## What the task asks
Your response should consist solely of the lines from the one containing "the white subway" through the final line of the entries, repeated exactly.

......

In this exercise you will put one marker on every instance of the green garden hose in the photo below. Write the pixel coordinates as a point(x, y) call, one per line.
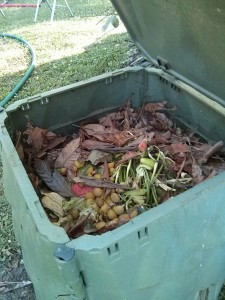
point(28, 72)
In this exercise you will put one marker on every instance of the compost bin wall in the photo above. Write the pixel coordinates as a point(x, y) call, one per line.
point(173, 251)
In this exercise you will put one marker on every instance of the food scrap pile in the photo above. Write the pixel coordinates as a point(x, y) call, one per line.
point(112, 170)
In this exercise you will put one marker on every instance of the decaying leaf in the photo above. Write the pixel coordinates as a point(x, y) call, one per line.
point(41, 140)
point(96, 157)
point(68, 154)
point(53, 202)
point(121, 165)
point(19, 146)
point(52, 178)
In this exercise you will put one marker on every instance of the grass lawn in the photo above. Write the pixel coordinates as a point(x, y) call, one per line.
point(68, 50)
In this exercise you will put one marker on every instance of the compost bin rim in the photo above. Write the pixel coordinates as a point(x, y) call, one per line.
point(185, 39)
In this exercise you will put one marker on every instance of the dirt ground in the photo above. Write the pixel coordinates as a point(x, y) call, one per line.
point(14, 281)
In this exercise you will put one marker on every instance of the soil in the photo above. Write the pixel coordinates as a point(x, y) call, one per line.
point(14, 281)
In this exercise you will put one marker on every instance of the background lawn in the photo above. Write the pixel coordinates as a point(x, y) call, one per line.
point(68, 50)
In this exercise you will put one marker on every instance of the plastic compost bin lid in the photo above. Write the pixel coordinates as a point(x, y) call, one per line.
point(185, 38)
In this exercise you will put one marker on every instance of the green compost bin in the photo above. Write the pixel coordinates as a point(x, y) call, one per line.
point(175, 250)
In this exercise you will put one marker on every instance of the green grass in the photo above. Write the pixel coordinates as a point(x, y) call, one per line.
point(68, 50)
point(63, 50)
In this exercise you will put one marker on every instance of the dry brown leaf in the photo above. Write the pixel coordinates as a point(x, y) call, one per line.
point(54, 202)
point(161, 122)
point(68, 154)
point(92, 129)
point(178, 148)
point(154, 106)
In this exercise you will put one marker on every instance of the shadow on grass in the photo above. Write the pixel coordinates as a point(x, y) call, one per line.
point(24, 16)
point(104, 56)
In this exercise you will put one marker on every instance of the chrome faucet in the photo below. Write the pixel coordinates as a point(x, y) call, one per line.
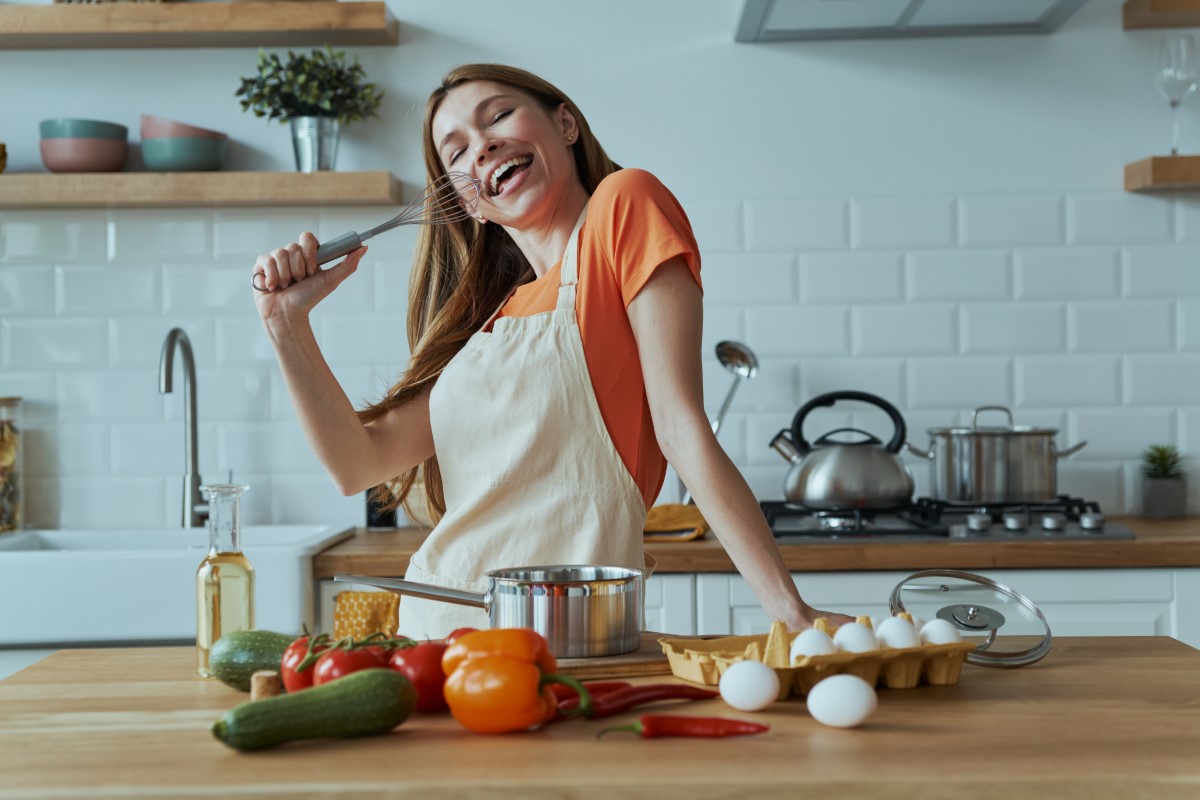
point(196, 511)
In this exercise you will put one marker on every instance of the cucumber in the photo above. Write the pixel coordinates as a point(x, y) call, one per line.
point(235, 656)
point(360, 704)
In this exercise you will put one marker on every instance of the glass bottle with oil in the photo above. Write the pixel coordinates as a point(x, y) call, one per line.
point(225, 582)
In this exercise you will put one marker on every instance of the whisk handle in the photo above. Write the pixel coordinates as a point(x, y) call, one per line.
point(339, 247)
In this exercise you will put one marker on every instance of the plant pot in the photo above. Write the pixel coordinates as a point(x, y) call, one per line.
point(1164, 497)
point(315, 142)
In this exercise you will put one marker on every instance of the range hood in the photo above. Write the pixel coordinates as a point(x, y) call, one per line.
point(778, 20)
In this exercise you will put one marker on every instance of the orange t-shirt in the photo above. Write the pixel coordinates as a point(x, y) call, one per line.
point(634, 224)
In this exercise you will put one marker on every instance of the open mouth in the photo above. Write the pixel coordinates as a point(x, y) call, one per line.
point(507, 172)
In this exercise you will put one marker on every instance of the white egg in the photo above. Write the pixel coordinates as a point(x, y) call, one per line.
point(897, 632)
point(841, 701)
point(749, 685)
point(940, 631)
point(855, 637)
point(811, 642)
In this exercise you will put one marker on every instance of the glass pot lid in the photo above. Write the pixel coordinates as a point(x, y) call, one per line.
point(1007, 627)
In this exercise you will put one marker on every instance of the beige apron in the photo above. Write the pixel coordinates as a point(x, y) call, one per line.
point(531, 474)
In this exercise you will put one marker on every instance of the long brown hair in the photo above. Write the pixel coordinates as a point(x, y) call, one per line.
point(462, 271)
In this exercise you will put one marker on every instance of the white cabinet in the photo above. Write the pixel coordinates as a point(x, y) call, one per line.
point(670, 603)
point(1075, 602)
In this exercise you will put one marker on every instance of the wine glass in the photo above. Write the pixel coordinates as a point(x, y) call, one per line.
point(1177, 73)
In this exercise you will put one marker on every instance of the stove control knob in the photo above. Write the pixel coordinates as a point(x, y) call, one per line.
point(1014, 522)
point(978, 521)
point(1054, 522)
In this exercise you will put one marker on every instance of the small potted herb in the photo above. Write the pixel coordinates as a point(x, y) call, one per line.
point(316, 94)
point(1164, 486)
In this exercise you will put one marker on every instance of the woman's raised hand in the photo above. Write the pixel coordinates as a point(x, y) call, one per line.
point(288, 281)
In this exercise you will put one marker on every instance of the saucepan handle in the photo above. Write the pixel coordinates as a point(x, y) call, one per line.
point(414, 589)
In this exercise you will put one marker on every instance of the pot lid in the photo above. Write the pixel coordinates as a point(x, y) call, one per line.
point(1007, 627)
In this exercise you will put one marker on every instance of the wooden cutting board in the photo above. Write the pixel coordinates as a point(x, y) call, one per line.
point(647, 660)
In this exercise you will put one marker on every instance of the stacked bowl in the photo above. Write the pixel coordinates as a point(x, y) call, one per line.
point(174, 146)
point(71, 145)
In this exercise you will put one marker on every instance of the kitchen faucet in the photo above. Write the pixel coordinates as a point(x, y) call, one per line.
point(196, 511)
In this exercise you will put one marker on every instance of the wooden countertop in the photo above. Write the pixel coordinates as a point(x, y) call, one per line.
point(1158, 543)
point(1098, 719)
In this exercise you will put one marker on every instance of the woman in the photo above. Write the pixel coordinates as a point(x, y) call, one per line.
point(555, 367)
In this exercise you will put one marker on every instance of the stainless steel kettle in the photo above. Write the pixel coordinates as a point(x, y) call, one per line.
point(832, 475)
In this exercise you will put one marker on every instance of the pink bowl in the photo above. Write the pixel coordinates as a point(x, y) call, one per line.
point(72, 155)
point(156, 127)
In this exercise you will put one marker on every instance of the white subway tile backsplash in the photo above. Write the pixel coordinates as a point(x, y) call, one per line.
point(963, 383)
point(105, 289)
point(717, 226)
point(881, 377)
point(53, 235)
point(161, 235)
point(801, 330)
point(1012, 220)
point(41, 343)
point(113, 396)
point(797, 224)
point(1126, 326)
point(1155, 379)
point(852, 277)
point(137, 341)
point(1121, 433)
point(203, 288)
point(1068, 380)
point(1113, 218)
point(27, 290)
point(1163, 271)
point(904, 222)
point(960, 275)
point(1014, 328)
point(749, 278)
point(1068, 272)
point(917, 329)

......

## Result
In this exercise you will put one marker on every instance of the white subway tile backsplash in the photo above. Write the pixel coordinates as a point(x, y) call, one per line.
point(963, 383)
point(105, 289)
point(717, 226)
point(881, 377)
point(53, 235)
point(161, 235)
point(801, 330)
point(1012, 220)
point(41, 343)
point(113, 396)
point(797, 224)
point(1126, 326)
point(1155, 379)
point(852, 277)
point(137, 341)
point(1121, 433)
point(203, 288)
point(1068, 380)
point(1113, 218)
point(27, 290)
point(1163, 271)
point(904, 222)
point(960, 275)
point(1014, 328)
point(749, 278)
point(1068, 272)
point(917, 329)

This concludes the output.